[Dataset records]
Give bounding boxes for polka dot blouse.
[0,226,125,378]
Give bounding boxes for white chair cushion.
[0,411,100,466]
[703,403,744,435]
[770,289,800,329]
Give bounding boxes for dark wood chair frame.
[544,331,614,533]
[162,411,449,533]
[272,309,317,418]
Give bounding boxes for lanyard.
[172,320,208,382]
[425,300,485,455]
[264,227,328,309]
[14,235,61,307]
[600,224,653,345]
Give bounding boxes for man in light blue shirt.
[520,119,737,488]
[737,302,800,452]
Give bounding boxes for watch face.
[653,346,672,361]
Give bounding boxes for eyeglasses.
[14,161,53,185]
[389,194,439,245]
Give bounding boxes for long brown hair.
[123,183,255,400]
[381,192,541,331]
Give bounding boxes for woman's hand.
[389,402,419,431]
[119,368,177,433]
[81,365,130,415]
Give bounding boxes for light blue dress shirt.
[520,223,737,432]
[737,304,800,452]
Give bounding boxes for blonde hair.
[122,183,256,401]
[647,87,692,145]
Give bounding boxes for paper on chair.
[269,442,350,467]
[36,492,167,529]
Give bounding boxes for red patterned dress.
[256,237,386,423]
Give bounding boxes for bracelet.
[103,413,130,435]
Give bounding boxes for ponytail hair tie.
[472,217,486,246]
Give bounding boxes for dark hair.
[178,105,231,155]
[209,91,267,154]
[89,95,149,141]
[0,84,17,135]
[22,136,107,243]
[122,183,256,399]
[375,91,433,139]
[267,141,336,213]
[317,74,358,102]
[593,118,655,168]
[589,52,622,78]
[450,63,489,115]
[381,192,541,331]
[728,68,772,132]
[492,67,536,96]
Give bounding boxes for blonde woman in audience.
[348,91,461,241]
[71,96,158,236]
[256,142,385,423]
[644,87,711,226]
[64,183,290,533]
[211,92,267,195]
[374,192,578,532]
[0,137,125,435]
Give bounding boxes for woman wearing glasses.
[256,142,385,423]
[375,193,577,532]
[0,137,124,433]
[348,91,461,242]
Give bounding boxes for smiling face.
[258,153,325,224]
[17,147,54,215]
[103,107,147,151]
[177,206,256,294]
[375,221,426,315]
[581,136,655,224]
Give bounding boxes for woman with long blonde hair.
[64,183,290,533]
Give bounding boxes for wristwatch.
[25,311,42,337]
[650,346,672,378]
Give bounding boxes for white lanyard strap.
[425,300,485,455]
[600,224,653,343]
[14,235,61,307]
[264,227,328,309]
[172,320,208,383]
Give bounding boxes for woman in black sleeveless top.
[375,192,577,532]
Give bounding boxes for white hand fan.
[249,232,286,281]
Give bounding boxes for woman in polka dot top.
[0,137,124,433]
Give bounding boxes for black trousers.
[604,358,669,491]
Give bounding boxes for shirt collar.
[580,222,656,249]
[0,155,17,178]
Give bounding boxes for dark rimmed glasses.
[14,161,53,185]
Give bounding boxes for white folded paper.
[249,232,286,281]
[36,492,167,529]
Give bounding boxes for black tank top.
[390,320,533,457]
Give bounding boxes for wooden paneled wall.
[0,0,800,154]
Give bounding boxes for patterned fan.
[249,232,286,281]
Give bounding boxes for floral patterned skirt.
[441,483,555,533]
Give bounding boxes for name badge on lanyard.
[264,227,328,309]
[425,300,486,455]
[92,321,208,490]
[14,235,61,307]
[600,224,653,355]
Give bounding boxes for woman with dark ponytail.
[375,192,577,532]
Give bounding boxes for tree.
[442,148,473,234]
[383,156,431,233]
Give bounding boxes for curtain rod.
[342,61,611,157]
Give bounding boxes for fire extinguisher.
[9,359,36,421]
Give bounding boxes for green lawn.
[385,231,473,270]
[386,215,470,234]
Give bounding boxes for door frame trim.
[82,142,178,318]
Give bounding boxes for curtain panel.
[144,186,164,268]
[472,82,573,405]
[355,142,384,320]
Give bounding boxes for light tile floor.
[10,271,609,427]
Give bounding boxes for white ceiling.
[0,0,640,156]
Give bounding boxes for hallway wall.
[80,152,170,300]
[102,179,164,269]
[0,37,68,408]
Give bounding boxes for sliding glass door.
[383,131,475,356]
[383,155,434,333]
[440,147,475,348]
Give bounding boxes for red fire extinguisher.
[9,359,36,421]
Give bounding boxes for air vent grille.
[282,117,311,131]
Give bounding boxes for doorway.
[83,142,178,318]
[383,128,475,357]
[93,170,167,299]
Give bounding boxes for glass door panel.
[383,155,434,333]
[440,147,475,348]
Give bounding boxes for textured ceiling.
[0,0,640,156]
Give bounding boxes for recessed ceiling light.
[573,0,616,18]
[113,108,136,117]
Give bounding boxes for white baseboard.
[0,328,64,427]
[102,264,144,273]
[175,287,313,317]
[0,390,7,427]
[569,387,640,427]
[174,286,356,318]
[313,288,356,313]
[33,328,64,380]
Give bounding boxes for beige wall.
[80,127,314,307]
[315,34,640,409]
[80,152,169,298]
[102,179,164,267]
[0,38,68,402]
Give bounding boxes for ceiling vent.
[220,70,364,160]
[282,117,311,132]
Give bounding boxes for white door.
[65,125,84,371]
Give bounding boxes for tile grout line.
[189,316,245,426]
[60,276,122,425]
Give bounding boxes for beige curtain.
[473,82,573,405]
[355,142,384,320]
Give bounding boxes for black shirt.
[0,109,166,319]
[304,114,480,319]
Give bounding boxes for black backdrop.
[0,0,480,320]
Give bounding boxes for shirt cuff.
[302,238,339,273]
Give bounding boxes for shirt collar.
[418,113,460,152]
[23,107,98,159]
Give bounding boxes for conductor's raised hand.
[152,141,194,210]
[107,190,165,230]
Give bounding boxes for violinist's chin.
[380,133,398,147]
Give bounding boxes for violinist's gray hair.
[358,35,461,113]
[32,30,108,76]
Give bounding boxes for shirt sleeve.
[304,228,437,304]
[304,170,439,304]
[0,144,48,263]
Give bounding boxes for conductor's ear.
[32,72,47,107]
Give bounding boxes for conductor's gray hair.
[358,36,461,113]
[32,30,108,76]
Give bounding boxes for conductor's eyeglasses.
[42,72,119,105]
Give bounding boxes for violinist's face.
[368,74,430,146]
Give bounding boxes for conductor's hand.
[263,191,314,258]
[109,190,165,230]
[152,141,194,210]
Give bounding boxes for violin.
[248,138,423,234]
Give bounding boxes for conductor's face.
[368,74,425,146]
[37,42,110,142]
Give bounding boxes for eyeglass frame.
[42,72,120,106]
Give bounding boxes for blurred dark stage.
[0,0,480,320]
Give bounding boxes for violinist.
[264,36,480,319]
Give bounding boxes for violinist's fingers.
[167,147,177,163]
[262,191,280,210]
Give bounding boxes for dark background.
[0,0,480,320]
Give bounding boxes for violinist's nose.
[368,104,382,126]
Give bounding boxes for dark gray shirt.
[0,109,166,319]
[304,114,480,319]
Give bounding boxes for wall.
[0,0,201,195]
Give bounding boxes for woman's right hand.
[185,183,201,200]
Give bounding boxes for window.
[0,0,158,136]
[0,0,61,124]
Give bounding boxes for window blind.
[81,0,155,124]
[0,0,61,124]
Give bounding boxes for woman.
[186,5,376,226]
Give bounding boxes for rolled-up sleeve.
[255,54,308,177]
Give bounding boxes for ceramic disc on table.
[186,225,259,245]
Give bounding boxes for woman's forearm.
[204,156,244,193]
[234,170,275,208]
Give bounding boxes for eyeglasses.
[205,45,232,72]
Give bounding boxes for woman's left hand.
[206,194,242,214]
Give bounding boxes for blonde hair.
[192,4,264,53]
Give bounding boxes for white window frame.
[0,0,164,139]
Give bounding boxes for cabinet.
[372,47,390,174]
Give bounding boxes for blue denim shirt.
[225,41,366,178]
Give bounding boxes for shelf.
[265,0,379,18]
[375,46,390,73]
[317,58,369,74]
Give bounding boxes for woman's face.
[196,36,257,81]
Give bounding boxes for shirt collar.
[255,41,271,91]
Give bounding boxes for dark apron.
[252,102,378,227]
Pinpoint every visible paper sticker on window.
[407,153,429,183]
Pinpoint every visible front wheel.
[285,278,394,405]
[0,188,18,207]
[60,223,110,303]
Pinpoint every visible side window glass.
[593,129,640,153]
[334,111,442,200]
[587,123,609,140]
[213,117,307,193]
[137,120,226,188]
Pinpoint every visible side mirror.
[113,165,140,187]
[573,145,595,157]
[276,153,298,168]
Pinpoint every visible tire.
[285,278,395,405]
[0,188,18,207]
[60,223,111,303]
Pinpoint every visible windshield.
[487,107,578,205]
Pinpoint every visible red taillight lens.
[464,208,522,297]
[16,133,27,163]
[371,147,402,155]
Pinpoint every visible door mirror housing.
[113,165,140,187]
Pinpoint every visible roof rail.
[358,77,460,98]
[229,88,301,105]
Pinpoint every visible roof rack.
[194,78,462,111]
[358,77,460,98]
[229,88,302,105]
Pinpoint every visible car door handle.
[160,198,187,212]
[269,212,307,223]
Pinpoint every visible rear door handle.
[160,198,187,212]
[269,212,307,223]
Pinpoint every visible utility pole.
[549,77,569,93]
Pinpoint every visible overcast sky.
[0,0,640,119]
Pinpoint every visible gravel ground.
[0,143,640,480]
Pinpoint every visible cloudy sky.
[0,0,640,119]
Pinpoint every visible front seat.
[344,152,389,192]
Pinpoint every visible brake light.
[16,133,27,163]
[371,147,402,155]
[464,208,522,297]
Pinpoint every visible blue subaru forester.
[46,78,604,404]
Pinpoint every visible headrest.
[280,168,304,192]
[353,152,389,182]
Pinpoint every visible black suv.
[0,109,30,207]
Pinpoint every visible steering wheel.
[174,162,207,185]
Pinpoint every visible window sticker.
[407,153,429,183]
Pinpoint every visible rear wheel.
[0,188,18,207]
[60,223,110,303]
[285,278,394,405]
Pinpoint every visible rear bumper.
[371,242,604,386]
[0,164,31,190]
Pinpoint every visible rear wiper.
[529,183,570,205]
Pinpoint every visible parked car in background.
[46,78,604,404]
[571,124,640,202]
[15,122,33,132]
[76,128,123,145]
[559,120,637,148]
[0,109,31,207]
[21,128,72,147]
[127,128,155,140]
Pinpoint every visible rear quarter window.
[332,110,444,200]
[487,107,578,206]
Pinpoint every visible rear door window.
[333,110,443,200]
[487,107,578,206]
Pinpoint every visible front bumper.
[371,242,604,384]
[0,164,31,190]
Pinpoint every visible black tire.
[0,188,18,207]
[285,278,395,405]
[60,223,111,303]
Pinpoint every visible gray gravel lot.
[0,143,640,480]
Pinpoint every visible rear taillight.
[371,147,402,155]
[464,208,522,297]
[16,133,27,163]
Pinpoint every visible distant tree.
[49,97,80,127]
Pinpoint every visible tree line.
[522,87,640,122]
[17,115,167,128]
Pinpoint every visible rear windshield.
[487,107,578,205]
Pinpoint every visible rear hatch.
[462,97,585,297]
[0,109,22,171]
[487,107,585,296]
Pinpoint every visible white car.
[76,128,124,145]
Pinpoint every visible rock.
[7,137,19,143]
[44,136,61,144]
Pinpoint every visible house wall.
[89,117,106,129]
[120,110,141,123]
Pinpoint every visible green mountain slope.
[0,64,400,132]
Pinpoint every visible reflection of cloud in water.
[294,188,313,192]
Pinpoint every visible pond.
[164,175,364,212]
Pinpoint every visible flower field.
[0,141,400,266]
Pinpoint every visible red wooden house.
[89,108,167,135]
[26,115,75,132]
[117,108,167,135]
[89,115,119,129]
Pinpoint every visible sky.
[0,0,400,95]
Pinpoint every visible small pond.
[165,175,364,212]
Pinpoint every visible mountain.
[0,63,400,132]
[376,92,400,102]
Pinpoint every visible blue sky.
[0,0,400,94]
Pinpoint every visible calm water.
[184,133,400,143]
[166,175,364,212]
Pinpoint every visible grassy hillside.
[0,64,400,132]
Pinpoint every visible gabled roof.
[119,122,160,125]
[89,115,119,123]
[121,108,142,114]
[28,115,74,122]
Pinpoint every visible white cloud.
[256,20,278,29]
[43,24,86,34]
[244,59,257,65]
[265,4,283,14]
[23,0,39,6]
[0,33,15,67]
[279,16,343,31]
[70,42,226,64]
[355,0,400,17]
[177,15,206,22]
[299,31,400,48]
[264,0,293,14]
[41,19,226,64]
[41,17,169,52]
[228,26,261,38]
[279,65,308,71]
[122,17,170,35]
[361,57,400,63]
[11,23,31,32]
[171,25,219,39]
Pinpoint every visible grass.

• DIRECTION:
Update the part of the rows that opens with the line containing "Give bounding boxes for violinist's nose." and closes with the line containing "[372,47,390,174]" by replacing "woman's" with "person's" and leaving everything else unchanged. Return only that part.

• COMPLETE ANSWER:
Give bounding boxes for violinist's nose.
[368,104,382,126]
Give bounding boxes for dark gray shirt.
[0,109,166,319]
[304,114,480,319]
Give bounding boxes for wall.
[0,0,201,195]
Give bounding boxes for person's right hand.
[185,183,201,200]
Give bounding boxes for window.
[0,0,158,136]
[0,0,61,124]
Give bounding boxes for window blind.
[81,0,155,124]
[0,0,61,124]
Give bounding boxes for woman.
[186,5,376,226]
Give bounding boxes for rolled-up sleeve.
[255,54,308,177]
Give bounding boxes for ceramic disc on table.
[186,225,259,245]
Give bounding boxes for person's forearm.
[204,156,244,193]
[234,170,275,208]
Give bounding boxes for eyeglasses.
[205,45,232,72]
Give bounding boxes for person's left hand.
[206,194,242,214]
Give bounding boxes for blonde hair.
[192,4,264,53]
Give bounding boxes for white window frame.
[0,0,164,139]
Give bounding boxes for cabinet.
[372,47,390,174]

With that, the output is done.